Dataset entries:
- - -

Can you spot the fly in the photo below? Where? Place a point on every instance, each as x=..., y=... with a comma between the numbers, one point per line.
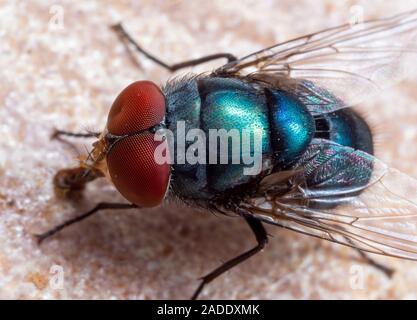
x=317, y=173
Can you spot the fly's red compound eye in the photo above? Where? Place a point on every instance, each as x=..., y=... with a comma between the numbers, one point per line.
x=134, y=171
x=138, y=107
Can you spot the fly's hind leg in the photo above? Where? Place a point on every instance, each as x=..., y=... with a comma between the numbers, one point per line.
x=262, y=239
x=386, y=270
x=170, y=67
x=99, y=207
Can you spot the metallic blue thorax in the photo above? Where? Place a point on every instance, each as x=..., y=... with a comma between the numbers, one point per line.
x=286, y=124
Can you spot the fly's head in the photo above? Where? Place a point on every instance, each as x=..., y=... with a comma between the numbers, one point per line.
x=125, y=151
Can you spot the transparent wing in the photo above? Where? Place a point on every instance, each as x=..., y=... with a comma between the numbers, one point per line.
x=344, y=196
x=350, y=61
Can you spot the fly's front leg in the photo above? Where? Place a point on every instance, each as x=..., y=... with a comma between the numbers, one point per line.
x=173, y=67
x=262, y=239
x=386, y=270
x=100, y=206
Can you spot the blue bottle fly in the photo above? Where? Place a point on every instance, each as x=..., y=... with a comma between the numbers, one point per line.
x=317, y=175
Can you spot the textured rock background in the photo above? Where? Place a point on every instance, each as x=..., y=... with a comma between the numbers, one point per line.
x=66, y=72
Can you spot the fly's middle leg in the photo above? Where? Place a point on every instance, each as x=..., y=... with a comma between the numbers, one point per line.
x=57, y=134
x=170, y=67
x=262, y=239
x=99, y=207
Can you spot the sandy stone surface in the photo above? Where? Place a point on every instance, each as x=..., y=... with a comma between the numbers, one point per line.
x=61, y=66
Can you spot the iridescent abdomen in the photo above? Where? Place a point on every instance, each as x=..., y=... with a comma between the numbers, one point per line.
x=287, y=129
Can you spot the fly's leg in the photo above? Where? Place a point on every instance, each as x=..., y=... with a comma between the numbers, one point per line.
x=174, y=67
x=262, y=239
x=57, y=134
x=386, y=270
x=67, y=181
x=100, y=206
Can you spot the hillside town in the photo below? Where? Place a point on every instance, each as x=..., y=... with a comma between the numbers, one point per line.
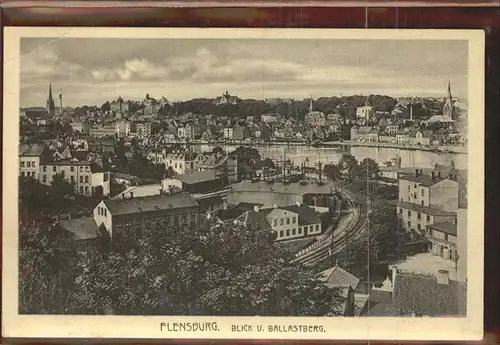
x=109, y=173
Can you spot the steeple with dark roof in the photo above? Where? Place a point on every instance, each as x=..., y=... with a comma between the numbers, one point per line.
x=51, y=107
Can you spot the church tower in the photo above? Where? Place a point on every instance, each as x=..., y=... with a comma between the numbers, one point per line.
x=51, y=107
x=449, y=108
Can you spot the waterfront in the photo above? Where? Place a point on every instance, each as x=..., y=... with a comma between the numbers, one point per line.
x=299, y=154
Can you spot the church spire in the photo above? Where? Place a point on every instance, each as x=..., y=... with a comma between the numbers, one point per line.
x=51, y=107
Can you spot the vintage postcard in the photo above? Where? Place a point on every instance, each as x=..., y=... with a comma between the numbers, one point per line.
x=243, y=183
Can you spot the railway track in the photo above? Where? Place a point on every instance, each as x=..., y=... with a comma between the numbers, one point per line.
x=322, y=251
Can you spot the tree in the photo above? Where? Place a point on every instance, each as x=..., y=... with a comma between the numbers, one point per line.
x=209, y=269
x=369, y=169
x=46, y=262
x=332, y=171
x=106, y=106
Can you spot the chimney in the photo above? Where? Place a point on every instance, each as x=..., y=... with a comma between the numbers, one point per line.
x=443, y=277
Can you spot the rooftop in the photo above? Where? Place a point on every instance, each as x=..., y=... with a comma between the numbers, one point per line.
x=447, y=228
x=337, y=276
x=150, y=203
x=34, y=150
x=424, y=209
x=197, y=177
x=84, y=228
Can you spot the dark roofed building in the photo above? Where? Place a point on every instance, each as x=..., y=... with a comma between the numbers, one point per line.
x=133, y=215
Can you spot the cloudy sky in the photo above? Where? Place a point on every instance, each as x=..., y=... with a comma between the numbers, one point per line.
x=93, y=70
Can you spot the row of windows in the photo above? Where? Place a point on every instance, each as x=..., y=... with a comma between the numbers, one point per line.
x=283, y=220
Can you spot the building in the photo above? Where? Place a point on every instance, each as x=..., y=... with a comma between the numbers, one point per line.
x=426, y=295
x=183, y=163
x=314, y=118
x=81, y=127
x=125, y=219
x=228, y=133
x=224, y=166
x=88, y=178
x=443, y=239
x=449, y=109
x=205, y=187
x=427, y=199
x=226, y=99
x=122, y=128
x=287, y=222
x=365, y=112
x=31, y=157
x=418, y=137
x=241, y=133
x=51, y=107
x=143, y=129
x=103, y=131
x=336, y=277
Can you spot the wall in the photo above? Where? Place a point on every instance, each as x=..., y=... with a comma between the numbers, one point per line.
x=265, y=198
x=462, y=243
x=444, y=195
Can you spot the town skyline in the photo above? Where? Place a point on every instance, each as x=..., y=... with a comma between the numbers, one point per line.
x=107, y=68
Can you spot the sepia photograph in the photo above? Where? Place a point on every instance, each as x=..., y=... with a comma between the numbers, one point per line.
x=186, y=176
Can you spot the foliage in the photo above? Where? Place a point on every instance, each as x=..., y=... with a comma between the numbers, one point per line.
x=46, y=262
x=211, y=269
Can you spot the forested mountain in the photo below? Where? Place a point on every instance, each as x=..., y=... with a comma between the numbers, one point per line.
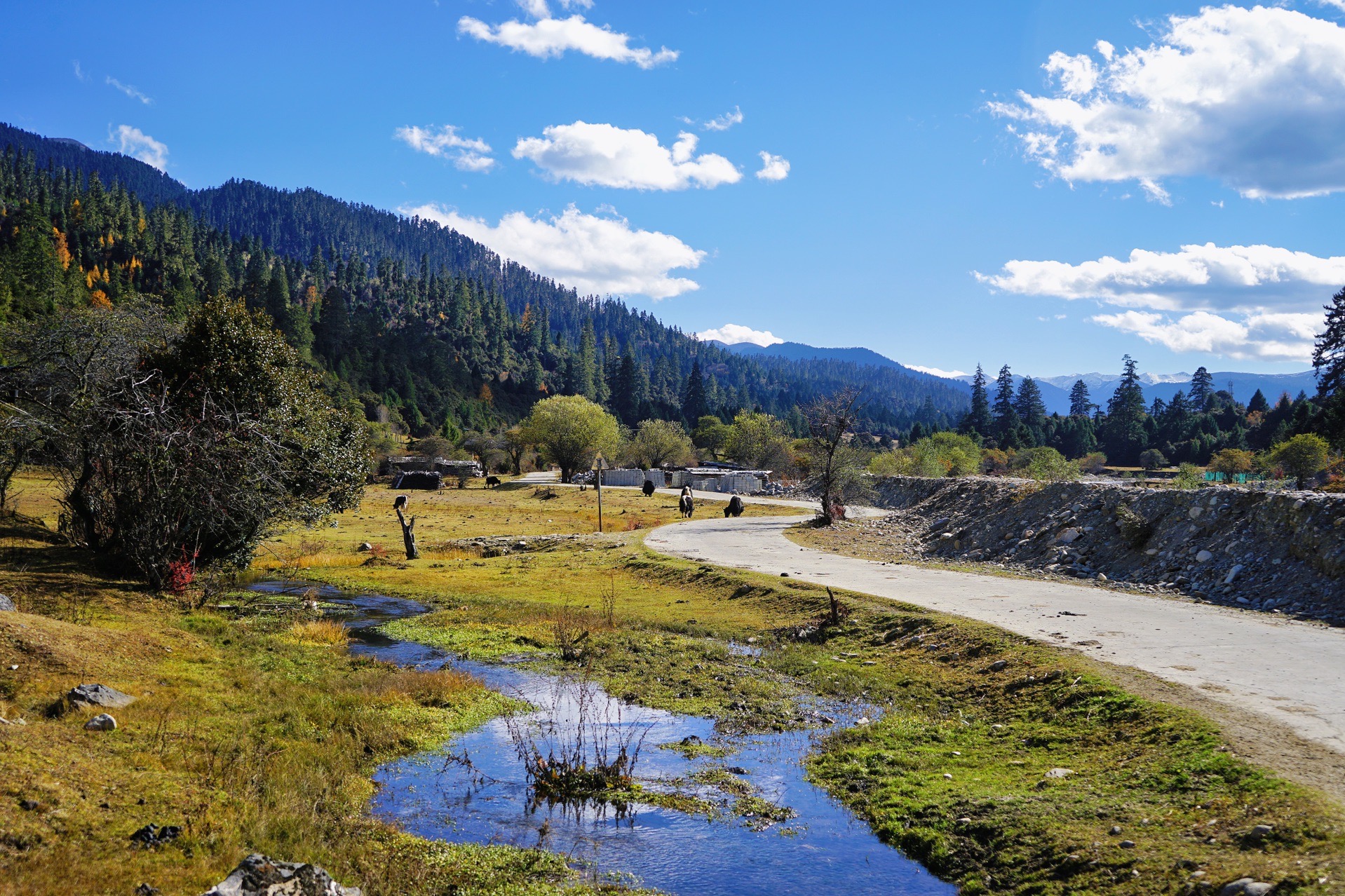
x=423, y=326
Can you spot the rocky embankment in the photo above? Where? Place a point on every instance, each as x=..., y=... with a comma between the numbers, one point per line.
x=1282, y=552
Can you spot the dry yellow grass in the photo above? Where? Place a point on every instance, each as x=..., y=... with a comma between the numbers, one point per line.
x=320, y=632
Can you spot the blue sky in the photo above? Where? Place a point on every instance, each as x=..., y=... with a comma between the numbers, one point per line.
x=965, y=182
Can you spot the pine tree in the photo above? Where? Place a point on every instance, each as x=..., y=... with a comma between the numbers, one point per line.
x=1125, y=431
x=1005, y=414
x=978, y=420
x=1201, y=389
x=1081, y=402
x=1029, y=405
x=694, y=402
x=587, y=374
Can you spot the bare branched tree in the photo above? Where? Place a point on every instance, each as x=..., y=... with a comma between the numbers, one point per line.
x=836, y=467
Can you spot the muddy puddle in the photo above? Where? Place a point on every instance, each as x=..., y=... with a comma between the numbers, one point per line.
x=476, y=787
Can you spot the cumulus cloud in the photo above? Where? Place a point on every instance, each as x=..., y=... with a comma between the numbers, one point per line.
x=133, y=142
x=773, y=167
x=734, y=334
x=1242, y=301
x=1198, y=278
x=729, y=118
x=126, y=88
x=1263, y=337
x=1251, y=97
x=466, y=154
x=549, y=38
x=936, y=372
x=593, y=254
x=609, y=156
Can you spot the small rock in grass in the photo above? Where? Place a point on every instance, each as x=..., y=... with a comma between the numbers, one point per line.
x=262, y=876
x=98, y=696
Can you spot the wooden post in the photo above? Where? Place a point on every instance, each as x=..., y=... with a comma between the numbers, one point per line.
x=408, y=536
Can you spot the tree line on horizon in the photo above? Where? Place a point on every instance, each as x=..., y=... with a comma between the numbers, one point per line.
x=444, y=342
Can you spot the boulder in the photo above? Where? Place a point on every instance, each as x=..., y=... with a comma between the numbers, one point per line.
x=97, y=696
x=262, y=876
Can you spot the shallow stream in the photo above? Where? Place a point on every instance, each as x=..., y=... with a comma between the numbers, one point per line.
x=822, y=849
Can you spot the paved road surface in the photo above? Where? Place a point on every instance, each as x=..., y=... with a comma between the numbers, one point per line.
x=1286, y=670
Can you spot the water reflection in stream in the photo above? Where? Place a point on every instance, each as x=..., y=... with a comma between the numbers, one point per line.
x=822, y=850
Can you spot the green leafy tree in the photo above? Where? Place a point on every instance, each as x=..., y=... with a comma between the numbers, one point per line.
x=656, y=443
x=1302, y=456
x=569, y=431
x=1151, y=459
x=710, y=435
x=759, y=440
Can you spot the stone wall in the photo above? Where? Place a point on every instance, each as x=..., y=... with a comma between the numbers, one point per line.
x=1279, y=552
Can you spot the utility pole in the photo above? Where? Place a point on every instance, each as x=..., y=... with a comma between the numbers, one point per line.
x=599, y=466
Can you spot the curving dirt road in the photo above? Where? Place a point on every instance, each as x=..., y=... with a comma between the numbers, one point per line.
x=1278, y=684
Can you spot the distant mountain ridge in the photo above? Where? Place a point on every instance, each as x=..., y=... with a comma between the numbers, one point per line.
x=397, y=269
x=1055, y=391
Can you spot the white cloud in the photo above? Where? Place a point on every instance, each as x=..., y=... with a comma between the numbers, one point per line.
x=126, y=88
x=936, y=372
x=593, y=254
x=133, y=142
x=734, y=334
x=548, y=38
x=1198, y=278
x=773, y=167
x=729, y=118
x=609, y=156
x=1267, y=337
x=1251, y=97
x=1242, y=301
x=466, y=154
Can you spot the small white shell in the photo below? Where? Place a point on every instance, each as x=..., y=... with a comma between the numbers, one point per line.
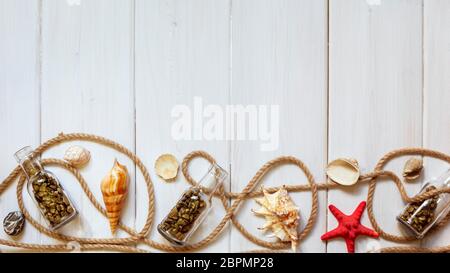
x=166, y=166
x=343, y=171
x=77, y=156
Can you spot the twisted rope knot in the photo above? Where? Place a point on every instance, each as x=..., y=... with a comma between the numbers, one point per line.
x=128, y=244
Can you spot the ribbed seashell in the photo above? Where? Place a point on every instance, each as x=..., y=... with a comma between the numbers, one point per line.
x=114, y=189
x=343, y=171
x=77, y=156
x=281, y=214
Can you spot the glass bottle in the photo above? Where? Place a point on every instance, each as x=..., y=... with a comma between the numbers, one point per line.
x=45, y=190
x=191, y=209
x=420, y=217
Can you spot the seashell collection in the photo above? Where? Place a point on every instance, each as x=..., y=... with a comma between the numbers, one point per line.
x=281, y=214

- - -

- What you will do:
Rewrite the stretch of lines from the one containing "Can you spot the steeple" through the one containing "x=299, y=154" as a two-column CSV with the headers text and answer. Give one row per item with its wording under text and all its points under answer, putting each field in quotation marks and replacing line breaks with spaces.

- Answer in full:
text,answer
"Can you spot the steeple with dark roof in the photo above? Where? Place a point on every instance, each as x=..., y=... with a comma between the numbers, one point per line.","x=51, y=107"
"Can you spot the church tower in the photo above? Where? Place a point on every instance, each as x=..., y=... with a comma between the numbers, one point per line.","x=51, y=107 x=449, y=108"
"Can you spot the waterfront in the photo above? Where? Place a point on every instance, each as x=..., y=... with a comma between the numbers, one point per line.","x=299, y=154"